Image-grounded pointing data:

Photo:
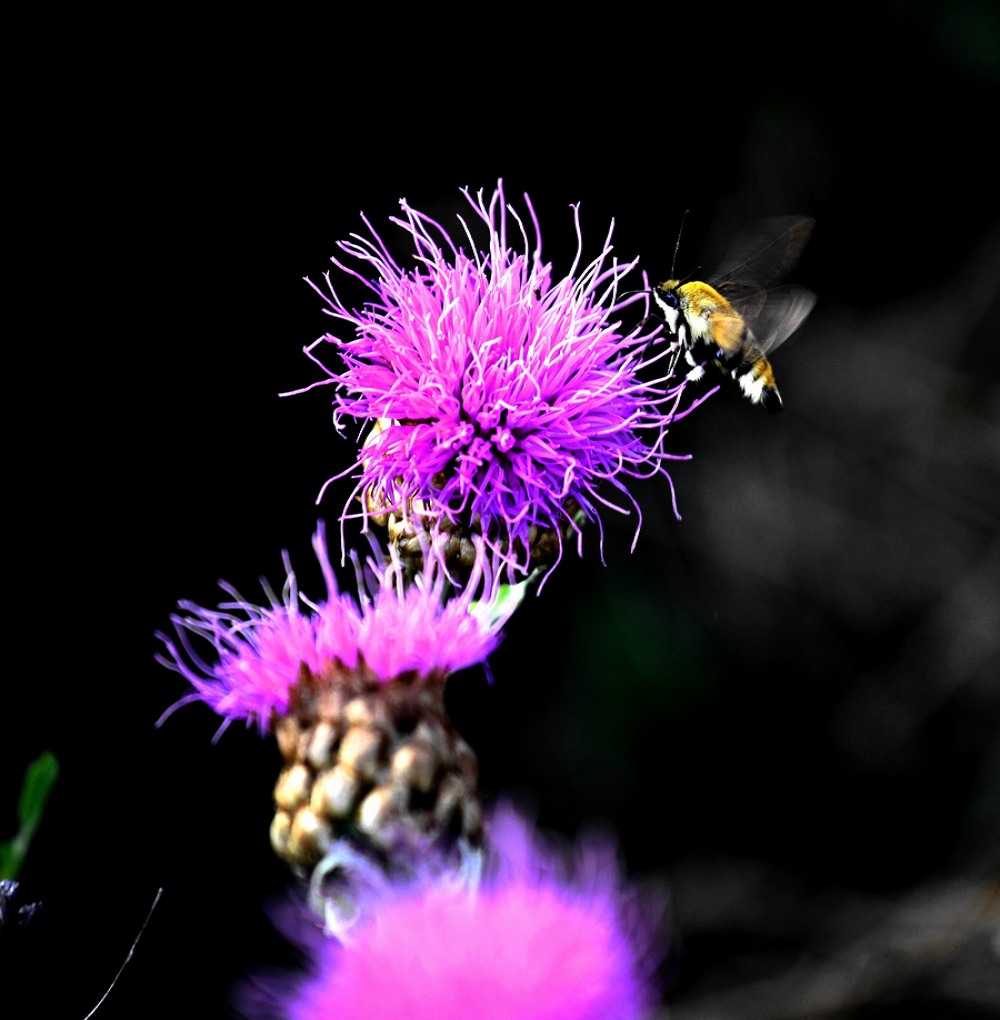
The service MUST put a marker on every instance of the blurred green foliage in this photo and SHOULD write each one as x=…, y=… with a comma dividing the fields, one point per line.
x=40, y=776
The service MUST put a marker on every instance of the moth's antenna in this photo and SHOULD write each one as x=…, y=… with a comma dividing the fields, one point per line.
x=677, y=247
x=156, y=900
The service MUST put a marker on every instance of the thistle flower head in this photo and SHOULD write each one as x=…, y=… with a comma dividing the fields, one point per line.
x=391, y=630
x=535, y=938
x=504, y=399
--
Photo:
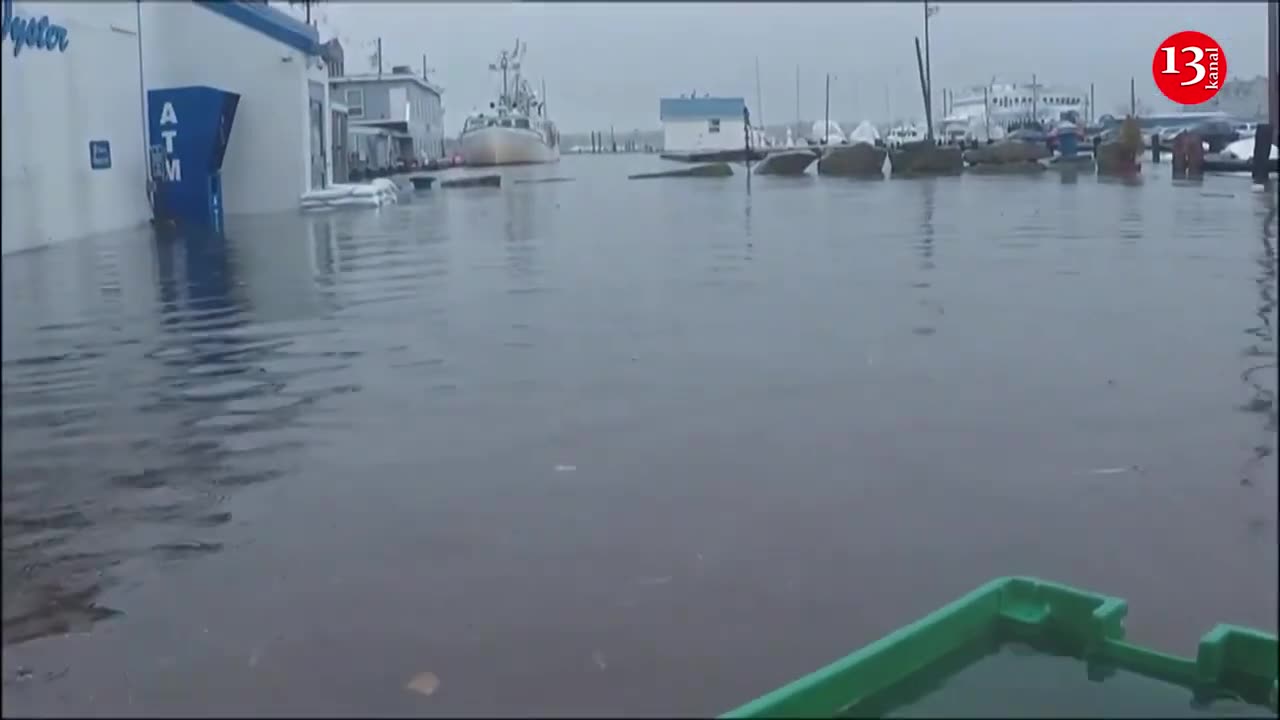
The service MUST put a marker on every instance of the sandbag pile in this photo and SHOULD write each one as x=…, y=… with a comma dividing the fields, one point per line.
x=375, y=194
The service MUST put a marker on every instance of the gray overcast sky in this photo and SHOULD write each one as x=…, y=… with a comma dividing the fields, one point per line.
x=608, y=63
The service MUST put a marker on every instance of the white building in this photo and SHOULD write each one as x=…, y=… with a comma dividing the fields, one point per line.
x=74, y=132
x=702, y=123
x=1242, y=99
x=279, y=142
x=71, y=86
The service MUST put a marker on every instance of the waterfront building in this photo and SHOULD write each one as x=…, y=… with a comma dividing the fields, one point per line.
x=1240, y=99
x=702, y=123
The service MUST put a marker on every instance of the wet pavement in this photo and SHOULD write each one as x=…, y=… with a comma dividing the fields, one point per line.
---
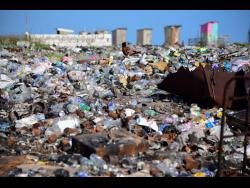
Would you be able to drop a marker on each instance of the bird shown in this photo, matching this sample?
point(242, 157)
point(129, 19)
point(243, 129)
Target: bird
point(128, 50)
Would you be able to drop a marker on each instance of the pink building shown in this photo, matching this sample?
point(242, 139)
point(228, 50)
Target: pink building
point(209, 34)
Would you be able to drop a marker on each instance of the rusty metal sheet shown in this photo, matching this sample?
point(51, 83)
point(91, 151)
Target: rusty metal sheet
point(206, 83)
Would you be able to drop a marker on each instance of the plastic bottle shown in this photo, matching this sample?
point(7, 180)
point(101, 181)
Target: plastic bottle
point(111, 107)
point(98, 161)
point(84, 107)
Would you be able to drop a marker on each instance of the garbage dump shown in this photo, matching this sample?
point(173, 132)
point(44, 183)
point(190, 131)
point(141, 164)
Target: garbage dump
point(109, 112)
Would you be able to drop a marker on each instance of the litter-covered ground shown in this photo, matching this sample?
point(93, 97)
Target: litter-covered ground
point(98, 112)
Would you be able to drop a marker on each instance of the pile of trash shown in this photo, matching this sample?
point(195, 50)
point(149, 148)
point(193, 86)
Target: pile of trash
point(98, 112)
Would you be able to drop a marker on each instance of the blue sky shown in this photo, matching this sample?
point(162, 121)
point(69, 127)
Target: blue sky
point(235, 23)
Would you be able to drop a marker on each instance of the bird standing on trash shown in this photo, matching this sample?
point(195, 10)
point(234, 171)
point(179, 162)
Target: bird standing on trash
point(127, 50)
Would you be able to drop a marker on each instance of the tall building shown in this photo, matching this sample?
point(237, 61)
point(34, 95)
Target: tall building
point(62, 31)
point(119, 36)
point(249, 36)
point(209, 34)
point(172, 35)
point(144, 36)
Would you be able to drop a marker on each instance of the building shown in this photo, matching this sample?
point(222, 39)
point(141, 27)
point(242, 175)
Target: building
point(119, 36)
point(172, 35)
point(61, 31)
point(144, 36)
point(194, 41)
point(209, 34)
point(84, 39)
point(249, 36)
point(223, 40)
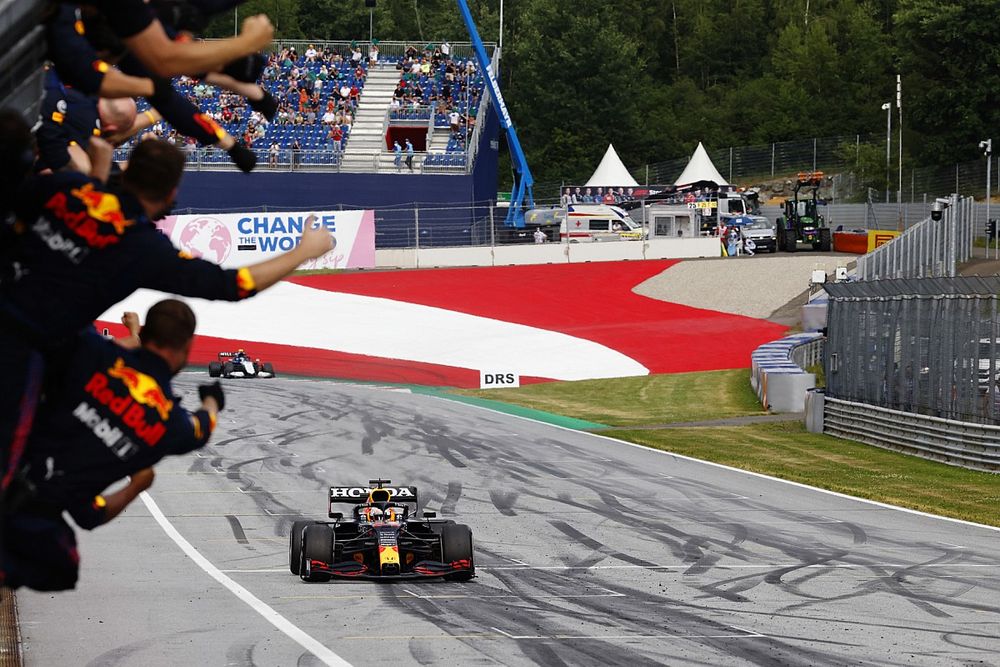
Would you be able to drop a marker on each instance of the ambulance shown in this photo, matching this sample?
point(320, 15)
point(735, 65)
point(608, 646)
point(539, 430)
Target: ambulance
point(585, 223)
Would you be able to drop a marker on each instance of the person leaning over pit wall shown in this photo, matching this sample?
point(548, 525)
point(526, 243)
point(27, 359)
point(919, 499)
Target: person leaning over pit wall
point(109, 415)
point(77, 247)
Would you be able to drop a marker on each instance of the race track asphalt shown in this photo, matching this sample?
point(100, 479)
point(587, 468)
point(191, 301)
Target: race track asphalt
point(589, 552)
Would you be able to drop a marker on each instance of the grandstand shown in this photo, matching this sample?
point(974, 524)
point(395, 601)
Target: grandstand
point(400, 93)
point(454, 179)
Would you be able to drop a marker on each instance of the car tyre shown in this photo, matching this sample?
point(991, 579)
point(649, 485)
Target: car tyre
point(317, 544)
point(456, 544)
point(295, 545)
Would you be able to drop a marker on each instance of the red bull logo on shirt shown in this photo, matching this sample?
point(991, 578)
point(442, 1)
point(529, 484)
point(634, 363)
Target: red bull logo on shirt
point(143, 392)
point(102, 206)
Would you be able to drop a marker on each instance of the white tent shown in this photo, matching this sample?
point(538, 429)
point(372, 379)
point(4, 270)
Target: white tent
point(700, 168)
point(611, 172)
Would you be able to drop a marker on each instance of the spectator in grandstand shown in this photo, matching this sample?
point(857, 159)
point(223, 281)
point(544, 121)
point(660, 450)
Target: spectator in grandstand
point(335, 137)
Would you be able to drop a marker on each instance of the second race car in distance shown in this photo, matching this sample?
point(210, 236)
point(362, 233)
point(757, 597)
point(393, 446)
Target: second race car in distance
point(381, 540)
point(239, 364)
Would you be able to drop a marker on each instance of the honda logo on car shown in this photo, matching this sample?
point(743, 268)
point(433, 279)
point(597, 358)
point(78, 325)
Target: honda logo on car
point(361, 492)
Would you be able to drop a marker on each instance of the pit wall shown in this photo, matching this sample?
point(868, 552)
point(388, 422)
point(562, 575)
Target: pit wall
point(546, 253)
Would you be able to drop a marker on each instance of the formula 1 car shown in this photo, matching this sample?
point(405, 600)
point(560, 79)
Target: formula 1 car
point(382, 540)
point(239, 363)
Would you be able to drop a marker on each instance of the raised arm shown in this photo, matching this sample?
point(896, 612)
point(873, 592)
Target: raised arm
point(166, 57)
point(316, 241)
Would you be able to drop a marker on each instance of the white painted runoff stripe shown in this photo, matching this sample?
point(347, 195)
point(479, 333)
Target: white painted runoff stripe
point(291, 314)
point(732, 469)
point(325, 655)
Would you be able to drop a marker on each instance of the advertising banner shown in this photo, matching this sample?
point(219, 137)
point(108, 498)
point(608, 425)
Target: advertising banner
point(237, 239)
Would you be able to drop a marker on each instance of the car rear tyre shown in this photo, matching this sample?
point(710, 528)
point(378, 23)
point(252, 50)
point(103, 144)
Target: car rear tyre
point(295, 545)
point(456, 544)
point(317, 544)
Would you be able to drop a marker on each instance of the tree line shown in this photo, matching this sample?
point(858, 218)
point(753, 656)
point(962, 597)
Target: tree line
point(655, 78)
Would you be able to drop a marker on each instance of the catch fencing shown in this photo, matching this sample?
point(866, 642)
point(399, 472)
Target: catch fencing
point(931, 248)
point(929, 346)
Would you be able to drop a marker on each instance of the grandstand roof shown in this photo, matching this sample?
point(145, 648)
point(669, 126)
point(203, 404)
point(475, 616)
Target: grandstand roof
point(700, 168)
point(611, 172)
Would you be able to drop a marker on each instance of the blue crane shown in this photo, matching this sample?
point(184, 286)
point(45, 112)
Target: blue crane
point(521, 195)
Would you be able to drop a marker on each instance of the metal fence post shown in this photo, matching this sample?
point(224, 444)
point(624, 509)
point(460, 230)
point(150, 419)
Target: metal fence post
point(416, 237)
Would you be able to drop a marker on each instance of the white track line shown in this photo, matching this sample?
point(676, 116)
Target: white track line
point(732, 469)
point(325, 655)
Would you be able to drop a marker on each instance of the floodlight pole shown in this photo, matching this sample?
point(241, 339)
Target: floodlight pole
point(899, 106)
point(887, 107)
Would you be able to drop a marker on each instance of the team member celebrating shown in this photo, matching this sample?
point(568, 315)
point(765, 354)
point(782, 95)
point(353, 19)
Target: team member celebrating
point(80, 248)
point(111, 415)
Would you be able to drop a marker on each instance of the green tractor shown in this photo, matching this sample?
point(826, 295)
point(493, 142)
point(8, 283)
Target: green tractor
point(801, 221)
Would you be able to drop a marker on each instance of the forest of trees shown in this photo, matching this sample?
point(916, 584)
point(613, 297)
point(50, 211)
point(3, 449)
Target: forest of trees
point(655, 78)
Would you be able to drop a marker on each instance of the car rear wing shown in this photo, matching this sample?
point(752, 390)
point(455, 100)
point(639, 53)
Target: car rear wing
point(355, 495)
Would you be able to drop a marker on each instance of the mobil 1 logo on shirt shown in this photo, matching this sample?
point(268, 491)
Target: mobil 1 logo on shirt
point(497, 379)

What you should do:
An exact copy of the lines above between the line holding "Target: honda logo on car" and the line holding "point(219, 137)", inclusive, is the whole answer.

Written solution:
Target: honda logo on car
point(361, 492)
Would you be able to drop a marker on each instance of the pit wall shown in this photo, matching this sample?
point(868, 552)
point(388, 422)
point(562, 575)
Target: pit wall
point(546, 253)
Would you be able to drop a marker on each instance of the formula 1 car shown in this photo, matching this sample?
point(405, 600)
point(560, 79)
Target: formula 1 car
point(382, 540)
point(239, 363)
Would you be able to drop a marker on each instance of the raised arm shown in this photo, matching this sample?
point(896, 612)
point(873, 592)
Target: raised arm
point(166, 57)
point(316, 241)
Would you be able to drop a marker on each instance of the white painted runoff stripe shown in this photo, matching this sample?
point(347, 195)
point(479, 333)
Target: white painted runoff stripe
point(291, 314)
point(732, 469)
point(325, 655)
Would you be able to drop a marker on each instance of the advertising banner shown in this photo, matching this sample?
point(219, 137)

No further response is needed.